Tentando atenuar a gravidade da denuncia, Maggiori (Journal Libération) afirmou estarem-se corrigindo “erros gramaticais em cartas de amor”.
Esqueceu-se de dizer que as “cartas de amor” foram vendidas como tratados de gramática!

O PRINCÍPIO DE HEISENBERG

Um amigo, tendo entrado em contato com o "Princípio de Indeterminação" de Heisenberg, preparou uma palestra cujo objetivo era sustentar a afirmação de que “A Física é uma ciência das possibilidades”.
Eis os comentários que lhe repassei sobre tal afirmação:
"Caro amigo, a despeito de todos os seus consideranda e do que tenham pensado Aristóteles, Galileu, Newton, Einstein e Heisenberg, sua afirmação de que a Física "é uma ciência das possibilidades” não se sustenta seja lógica, seja empiricamente. Passo a demonstrá-lo:

1) Afirmar que “a Física” é uma ciência das possibilidades, entenda-se “não determinista”, implica afirmar que não só a Física atômica e subatômica como também a supratômica o são. Ora:

a. No que diz respeito à física supratômica:

a.i. Empiricamente, está mais do que demonstrado que, quando se conhecem as condições iniciais – o que freqüentemente é possível – as condições finais podem ser deterministicamente estabelecidas mediante a aplicação de leis (até a incapacidade da física newtoniana de prever a paralaxe do periélio de Mercúrio foi resolvida pela hipótese einsteiniana do espaço curvo);
a.ii. Logicamente, caso se pudesse demonstrar que a subatômica não é determinista, concluir que isso implicaria não serem as outras é um obviíssimo non sequitur[1];

b. No que diz respeito às físicas atômica e subatômica:

b.i. Em relação a hipóteses não desconfirmáveis, a única posição logicamente sustentável é a epoché, seja, a suspensão de juízo;
b.ii. Ora, se acatamos Heisenberg, e aceitamos que, nesse nível, as condições iniciais nunca poderão ser conhecidas, fica eliminada a possibilidade de se desconfirmar, pela aplicação bem sucedida de leis deterministas a essas condições, a hipótese de que os fenômenos desse nível são meramente probabilísticos, só nos restando como recurso logicamente válido relativamente a essa hipótese a tal epoché.

## DADOS ARMAZENADOS
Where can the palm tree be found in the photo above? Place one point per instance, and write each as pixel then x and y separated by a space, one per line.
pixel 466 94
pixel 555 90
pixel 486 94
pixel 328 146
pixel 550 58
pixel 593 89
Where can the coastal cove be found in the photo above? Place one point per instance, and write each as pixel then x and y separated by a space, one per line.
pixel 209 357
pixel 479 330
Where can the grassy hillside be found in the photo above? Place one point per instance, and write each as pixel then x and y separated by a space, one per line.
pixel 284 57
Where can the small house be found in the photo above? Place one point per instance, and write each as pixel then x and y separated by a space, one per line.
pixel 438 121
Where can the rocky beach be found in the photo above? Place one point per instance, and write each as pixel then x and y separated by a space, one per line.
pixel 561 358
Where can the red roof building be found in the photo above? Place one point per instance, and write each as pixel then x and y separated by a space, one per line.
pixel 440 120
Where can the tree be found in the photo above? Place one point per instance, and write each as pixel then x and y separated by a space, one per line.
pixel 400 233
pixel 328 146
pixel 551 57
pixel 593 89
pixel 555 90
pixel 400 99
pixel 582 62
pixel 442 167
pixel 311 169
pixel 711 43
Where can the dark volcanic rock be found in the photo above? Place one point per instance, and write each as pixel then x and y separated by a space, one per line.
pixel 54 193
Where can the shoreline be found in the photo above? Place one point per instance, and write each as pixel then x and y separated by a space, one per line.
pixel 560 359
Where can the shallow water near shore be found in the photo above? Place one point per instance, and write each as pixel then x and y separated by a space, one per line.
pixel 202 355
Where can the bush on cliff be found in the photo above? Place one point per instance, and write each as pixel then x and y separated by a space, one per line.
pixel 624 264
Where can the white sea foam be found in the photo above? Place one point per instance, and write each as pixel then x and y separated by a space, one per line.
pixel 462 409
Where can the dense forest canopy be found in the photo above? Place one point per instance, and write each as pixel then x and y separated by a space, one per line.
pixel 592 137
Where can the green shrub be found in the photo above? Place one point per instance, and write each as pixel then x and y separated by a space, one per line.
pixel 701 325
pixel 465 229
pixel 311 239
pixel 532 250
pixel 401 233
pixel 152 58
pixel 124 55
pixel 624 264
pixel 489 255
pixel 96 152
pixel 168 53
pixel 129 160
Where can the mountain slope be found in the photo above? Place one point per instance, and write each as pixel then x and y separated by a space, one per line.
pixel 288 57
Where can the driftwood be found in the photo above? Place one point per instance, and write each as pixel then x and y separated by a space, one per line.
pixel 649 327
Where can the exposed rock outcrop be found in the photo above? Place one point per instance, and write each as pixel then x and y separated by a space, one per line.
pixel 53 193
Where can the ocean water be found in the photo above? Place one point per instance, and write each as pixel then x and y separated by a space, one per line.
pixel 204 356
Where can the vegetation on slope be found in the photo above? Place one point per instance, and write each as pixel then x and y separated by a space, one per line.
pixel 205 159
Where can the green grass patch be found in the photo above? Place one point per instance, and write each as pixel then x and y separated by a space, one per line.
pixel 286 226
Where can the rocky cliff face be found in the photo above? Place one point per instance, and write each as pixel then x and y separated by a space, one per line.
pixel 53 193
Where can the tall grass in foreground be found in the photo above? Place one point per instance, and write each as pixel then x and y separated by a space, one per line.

---

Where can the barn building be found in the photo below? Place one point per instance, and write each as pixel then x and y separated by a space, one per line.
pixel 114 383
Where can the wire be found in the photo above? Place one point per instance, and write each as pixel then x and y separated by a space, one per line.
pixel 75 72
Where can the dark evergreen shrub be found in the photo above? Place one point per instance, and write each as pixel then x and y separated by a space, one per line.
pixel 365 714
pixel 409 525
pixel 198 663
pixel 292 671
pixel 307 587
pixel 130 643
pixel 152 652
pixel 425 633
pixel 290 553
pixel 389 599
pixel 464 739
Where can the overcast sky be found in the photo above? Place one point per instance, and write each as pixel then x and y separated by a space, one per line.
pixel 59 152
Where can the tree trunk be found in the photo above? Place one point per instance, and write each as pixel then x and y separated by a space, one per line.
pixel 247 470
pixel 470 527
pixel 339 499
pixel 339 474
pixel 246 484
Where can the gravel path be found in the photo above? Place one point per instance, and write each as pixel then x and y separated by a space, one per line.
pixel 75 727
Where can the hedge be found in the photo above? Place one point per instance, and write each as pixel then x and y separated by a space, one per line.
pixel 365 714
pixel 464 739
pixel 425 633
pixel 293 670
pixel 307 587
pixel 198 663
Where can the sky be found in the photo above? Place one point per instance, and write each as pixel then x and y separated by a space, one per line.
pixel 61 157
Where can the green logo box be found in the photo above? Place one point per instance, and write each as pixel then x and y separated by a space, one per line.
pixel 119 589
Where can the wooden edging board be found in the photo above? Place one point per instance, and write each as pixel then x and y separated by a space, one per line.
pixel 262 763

## INSTRUÇÃO DE TRABALHO A
No trecho sobre o princípio de Heisenberg, liste os nomes próprios de pessoas que aparecem na frase iniciada por "Caro amigo, a despeito de todos os seus consideranda".
## INSTRUÇÃO DE TRABALHO B
Dê continuidade ao trecho sobre o princípio de Heisenberg a partir do ponto em que ele termina.

## RESULTADO A
Aristóteles
Galileu
Newton
Einstein
Heisenberg

## RESULTADO B
2) Fica assim estabelecido que:

a. Em relação à física supratômica, que ela se prova determinista em todos os campos onde se tem conhecimento das condições iniciais;
b. Em relação às atômica e subatômica, que é impossível saber se, caso fosse possível conhecer as condições iniciais, haveria leis que demonstrassem que este nível também é determinado;

3) Ora, se
a. A física do nível supratômico é descaradamente determinista e
b. não poderemos jamais saber, tendo Heisenberg razão, se a dos níveis atômico e subatômico também o é; então:

A AFIRMAÇÃO DE QUE A FÍSICA É UMA CIÊNCIA DAS POSSIBILIDADES NÃO TEM QUALQUER FUNDAMENTO, SEJA LÓGICO, SEJA EMPÍRICO."

[1] Ou seja, não é uma conclusão sustentável via silogismo.